- **Supplied text**
· · · · · · ·

A second important property of a physical process is the scales, again in time and in space, on which it takes place. A scale can be defined by its grain and extent. There are many other terms in use for these, but we’ll use these here because they’re less ambiguous than most. The grain refers to the smallest detail that the model can represent. In practice, that is usually set by the timestep (in time), grid spacing, or size of an agent (in space). If these can vary throughout the domain, pick the smallest. The extent refers to the size of the process in space and time, so the size of its domain. How long does it take to complete (or to reach a steady state), and how large an area is modelled?

Challenge 2: Models and scales

What are the scales of the models you previously considered the domains of? What are their grain and extent in space and in time?

Surface

Model 1 simulates the heating of the Earth’s surface as the sun shines on it.

The temperature of the Earth’s surface only changes slowly during the day, and we can probably say there are no significant changes from one minute to the next, or even for a somewhat larger interval. So the time grain of model 1 is on the order of a few minutes, perhaps up to an hour. The time extent of the model is one day, as it will repeat itself after that.

In space, the grain depends on the research question, and could be as small as 10 cm if we are looking at the detailed thermal environment around a building, or as large as a few kilometers if we want to make a national weather forecast. The extent is the size of the area of study.

Atmosphere

Model 2 simulates the flow of the air above as it warms up and starts rising. This is probably done using a computational fluid dynamics model. Both the temporal and spatial scales will depend on the research question here, and grains (time steps and grid spacing) may range from milliseconds and centimeters to minutes and kilometers. The spatial extent may be the same as that of Model 1, but it could be larger if a very tall column of air is modeled. In time, the atmosphere won’t reach a static equilibrium, but we could choose to run the simulation for the course of a day and use that as the temporal extent.

Note that you often cannot give an exact number, and that the scales are often something of a modeling decision. That’s usually alright, as we will see below.

Just like with domains, the scales of two models can be compared and their relation determined. The Scale Separation Map (SSM) is a nice tool for this. The SSM is a graph with on its horizontal axis a range of durations, and on its vertical axis a range of sizes. Each model can then be plotted as a box, with the left edge at the temporal grain, the right edge at the temporal extent, the lower edge at the spatial grain, and the upper edge at the spatial extent. Here is an example:

2D plot with time on the horizontal axis and space on the vertical axis. In the center there is a box, which is surrounded by dashed boxes labelled a through h.
The Scale Separation Map. The box in the center depicts the scale of a given process or model, the dashed boxes show possible other scales and the corresponding relationships.

The SSM may look very counterintuitive at first, because we are used to plotting locations, not sizes. So look at the graph carefully and think about what you see and what it means. It does get easier to understand once you get the hang of it.

As you can see, we can plot multiple models on a Scale Separation Map and when we do, the map shows the relationship between the scales of two models. Both horizontally and vertically, model rectangles can have a gap between them (i.e. be separated), or be adjacent, or overlap, and the corresponding models are said to be scale separated, scale adjacent or scale overlapping in space and/or in time.

· · · · · · ·

[Point-based annotation data]
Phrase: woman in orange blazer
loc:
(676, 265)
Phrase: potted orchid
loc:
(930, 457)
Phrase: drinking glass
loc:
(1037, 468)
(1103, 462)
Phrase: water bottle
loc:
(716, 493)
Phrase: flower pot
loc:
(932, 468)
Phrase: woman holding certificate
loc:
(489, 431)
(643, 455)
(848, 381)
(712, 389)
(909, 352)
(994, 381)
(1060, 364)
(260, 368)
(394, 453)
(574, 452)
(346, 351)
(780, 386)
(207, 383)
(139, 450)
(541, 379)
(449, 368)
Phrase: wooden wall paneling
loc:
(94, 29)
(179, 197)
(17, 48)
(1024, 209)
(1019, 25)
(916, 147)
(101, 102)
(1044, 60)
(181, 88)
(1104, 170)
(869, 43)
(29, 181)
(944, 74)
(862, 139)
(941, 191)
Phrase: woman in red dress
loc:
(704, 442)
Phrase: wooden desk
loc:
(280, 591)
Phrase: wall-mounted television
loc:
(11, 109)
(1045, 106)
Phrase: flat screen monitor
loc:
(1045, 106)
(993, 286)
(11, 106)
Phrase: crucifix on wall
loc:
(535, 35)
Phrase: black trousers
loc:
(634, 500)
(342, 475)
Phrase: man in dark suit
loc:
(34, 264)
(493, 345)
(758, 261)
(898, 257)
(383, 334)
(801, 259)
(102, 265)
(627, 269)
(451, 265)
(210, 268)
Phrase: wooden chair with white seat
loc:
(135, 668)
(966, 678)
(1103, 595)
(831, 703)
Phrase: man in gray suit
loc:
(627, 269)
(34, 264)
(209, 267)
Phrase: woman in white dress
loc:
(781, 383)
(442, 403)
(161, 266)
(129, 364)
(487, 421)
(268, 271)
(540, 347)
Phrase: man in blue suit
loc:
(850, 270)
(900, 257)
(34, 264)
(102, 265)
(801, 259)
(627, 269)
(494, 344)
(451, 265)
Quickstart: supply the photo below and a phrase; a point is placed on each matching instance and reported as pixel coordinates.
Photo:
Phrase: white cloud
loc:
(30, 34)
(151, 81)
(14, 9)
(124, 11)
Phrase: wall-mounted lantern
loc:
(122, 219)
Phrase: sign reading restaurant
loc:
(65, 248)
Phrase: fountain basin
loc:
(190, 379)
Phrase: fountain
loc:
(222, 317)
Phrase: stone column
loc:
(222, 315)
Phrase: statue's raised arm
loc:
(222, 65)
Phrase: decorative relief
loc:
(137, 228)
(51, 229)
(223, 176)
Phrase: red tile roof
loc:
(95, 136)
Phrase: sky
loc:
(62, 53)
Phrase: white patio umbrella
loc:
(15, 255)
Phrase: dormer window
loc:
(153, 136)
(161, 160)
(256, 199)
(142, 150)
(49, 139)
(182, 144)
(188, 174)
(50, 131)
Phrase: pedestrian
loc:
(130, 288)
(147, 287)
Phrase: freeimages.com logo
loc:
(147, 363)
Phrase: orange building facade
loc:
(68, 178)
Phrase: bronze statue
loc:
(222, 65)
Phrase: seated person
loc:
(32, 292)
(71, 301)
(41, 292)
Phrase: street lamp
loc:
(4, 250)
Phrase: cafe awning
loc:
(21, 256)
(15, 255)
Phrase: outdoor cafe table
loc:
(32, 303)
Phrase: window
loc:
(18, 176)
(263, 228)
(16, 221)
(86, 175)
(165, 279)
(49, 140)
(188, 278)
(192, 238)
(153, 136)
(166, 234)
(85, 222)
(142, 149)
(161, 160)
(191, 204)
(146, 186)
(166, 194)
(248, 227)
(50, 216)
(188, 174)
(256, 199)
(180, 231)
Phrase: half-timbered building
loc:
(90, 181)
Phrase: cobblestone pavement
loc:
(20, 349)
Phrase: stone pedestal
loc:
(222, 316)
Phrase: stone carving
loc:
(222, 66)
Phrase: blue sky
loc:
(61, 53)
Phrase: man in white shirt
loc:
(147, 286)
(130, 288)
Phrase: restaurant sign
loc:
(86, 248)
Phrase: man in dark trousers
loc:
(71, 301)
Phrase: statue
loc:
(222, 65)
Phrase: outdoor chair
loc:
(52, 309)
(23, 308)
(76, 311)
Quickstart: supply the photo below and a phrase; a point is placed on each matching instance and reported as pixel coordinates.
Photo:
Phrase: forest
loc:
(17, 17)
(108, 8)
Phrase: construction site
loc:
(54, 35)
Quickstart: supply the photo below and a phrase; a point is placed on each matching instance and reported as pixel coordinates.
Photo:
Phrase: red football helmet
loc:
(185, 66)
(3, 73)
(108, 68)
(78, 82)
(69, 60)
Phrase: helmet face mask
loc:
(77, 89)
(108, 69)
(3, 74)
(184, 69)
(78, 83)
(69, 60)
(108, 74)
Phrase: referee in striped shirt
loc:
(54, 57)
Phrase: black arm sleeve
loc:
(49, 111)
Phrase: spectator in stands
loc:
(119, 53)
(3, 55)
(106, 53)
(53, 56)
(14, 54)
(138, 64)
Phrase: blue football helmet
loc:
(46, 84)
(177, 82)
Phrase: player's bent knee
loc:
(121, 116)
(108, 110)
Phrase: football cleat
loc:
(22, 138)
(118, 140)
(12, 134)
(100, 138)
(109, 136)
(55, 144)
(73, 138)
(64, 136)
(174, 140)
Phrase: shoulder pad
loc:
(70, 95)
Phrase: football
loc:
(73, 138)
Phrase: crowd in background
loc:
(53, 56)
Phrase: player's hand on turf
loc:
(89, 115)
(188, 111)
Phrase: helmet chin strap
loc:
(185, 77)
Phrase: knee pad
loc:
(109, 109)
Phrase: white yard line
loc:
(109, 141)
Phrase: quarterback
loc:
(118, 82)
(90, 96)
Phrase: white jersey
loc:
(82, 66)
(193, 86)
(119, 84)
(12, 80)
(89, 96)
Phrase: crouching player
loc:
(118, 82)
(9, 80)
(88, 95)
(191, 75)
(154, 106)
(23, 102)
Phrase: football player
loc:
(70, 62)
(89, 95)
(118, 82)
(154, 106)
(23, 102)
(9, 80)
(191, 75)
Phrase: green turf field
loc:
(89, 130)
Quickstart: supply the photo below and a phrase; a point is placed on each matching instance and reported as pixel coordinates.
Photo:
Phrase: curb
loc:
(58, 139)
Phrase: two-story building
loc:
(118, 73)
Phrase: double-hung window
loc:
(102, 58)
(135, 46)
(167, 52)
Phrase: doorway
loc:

· · · · · · ·

- **Given request 1**
According to the text on model scales, what is the time extent of Model 1, and why?
- **Given request 2**
Carry on the text on model scales from its final sentence.

- **Answer 1**
One day, because the model repeats itself after that.

- **Answer 2**
For coupling, it is actually only these relationships that matter. Even if you don’t know the exact grain or extent of a particular model, you can often decide whether it’s smaller, larger or the same as the grain or extent of another model and draw them correspondingly.

Challenge 3: Scale Separation Map

  • What are the relations of scales a through h in the figure relative to the reference scale?
  • Draw a scale separation map for the models you would like to couple.

Scale relations

  1. Spatially (larger) and temporally (faster) scale separated.
  2. Spatially scale adjacent (larger), temporally scale overlapping.
  3. Spatially scale adjacent (larger), temporally scale adjacent (larger).
  4. Spatially scale overlapping, temporally scale adjacent (smaller).
  5. Spatially scale overlapping, temporally scale separated (slower).
  6. Spatially and temporally scale overlapping.
  7. Spatially scale adjacent (smaller) and temporally scale separated (faster).
  8. Spatially scale separated (smaller) and temporally scale adjacent (slower).

Scale Separation Map

2D plot showing one large box for the atmosphere model, ranging from 1 second to 1 day and 10 cm to 100 m, and a smaller overlapping box for the surface heating model ranging from 10 mn to 1 day and 1m to 100m.
Scale Separation Map for the atmosphere/surface model.

Models and the Submodel Execution Loop

So far, we have talked about domains and scales of models, which we can do based on the physical properties of the modelled system, and the research questions we ask about that system. In order to be able to technically couple models however, we need to know what a model is. In the MMSF, this is done using a universal model-of-a-model called the Submodel Execution Loop (SEL):

Diagram showing a diamond marked f init, a circle marked O i, another circle marked S, and another diamond marked O f connected by arrows in order. Another arrow loops back from S to O i. A dashed arrow points into f init, another dashed arrow points away from O i, another points into S and a fourth dashed arrow points away from O f. The circle marked O i and the diamond marked O f are white on black, the others black on white.
Submodel Execution Loop (SEL)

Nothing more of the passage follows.